Problem to work on>
Can you reproduce verbatim the part of the items below that opens with the line containing "Wanted = one point per instance on the knb building" and closes with the line containing "Target = dark blue sky", including both of those lines?

Entries provided>
··········

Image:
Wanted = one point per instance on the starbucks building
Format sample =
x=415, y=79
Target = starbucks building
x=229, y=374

··········

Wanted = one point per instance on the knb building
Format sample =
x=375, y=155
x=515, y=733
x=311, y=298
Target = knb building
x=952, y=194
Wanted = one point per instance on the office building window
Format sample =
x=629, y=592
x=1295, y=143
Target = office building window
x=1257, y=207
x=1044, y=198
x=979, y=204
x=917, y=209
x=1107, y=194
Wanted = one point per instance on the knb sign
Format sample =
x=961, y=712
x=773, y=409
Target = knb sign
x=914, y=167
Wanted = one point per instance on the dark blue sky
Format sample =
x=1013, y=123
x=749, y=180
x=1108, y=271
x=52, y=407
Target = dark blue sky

··········

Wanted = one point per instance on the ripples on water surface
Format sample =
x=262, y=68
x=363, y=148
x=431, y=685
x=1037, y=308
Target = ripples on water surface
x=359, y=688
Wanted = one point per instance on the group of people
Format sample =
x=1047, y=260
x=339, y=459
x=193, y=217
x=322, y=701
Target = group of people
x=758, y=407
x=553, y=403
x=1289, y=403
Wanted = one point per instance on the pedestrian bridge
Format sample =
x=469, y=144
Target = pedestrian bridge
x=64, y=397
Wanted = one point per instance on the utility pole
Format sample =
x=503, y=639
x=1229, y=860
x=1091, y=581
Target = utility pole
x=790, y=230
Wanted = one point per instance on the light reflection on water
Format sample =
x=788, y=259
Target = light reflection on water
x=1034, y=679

··········

Task output>
Wanted = one point per instance on the knb building
Format sample =
x=375, y=155
x=515, y=733
x=311, y=298
Target = knb building
x=952, y=194
Wanted = one point per instance on the office building window
Format sample =
x=629, y=592
x=1295, y=143
Target = office building window
x=1257, y=207
x=1044, y=198
x=979, y=204
x=917, y=209
x=1107, y=194
Wanted = one point per instance on the knb sign
Format sample =
x=961, y=712
x=773, y=409
Target = knb sign
x=914, y=167
Wanted = one point per instance on the dark blue sky
Format sample =
x=1013, y=123
x=749, y=180
x=1108, y=271
x=52, y=407
Target = dark blue sky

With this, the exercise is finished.